(Natural-language object grounding data)

○ ○ ○ ○

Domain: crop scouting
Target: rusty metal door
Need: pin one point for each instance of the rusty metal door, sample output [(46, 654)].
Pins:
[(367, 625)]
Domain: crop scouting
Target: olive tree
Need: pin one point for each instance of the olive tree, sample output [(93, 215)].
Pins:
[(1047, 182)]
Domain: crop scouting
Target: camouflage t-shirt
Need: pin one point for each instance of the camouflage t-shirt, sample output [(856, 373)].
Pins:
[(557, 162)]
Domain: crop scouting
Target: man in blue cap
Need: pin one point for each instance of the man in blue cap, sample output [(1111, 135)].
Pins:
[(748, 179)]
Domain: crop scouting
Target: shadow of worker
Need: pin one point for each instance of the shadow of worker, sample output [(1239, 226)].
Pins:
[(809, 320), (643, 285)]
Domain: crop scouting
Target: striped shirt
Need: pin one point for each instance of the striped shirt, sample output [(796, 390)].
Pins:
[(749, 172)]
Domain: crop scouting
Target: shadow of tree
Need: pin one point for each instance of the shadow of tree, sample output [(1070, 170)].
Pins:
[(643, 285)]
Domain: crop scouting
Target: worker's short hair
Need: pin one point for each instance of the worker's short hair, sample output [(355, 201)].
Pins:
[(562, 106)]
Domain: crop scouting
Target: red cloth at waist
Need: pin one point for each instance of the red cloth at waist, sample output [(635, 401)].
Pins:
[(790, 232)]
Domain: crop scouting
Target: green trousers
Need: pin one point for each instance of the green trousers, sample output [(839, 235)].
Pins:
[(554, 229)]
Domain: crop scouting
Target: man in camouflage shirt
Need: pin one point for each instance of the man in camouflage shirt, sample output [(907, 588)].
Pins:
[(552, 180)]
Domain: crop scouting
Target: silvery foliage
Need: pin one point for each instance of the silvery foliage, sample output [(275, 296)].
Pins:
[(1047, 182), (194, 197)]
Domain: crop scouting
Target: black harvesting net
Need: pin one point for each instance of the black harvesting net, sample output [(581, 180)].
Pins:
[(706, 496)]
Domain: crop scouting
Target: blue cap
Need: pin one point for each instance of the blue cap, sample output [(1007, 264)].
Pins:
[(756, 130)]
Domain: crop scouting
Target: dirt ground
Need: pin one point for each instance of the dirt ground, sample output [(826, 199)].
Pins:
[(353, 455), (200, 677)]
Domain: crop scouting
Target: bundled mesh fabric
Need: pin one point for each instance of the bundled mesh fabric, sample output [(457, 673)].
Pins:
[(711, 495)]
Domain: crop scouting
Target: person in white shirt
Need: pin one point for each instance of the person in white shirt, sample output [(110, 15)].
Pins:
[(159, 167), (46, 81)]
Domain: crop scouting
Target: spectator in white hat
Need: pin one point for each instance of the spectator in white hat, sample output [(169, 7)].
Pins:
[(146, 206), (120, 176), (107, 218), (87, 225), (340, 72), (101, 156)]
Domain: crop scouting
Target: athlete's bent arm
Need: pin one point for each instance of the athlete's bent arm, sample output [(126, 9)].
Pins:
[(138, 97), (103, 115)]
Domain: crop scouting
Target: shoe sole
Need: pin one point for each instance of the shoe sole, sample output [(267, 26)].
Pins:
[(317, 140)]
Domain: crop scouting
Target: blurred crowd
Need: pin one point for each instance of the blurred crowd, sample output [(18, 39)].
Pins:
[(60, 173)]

○ ○ ○ ○

What lines of the data contain the string "sole"? List them.

Target: shoe sole
Need: pin one point for each instance of the shoe sole, sample output [(267, 26)].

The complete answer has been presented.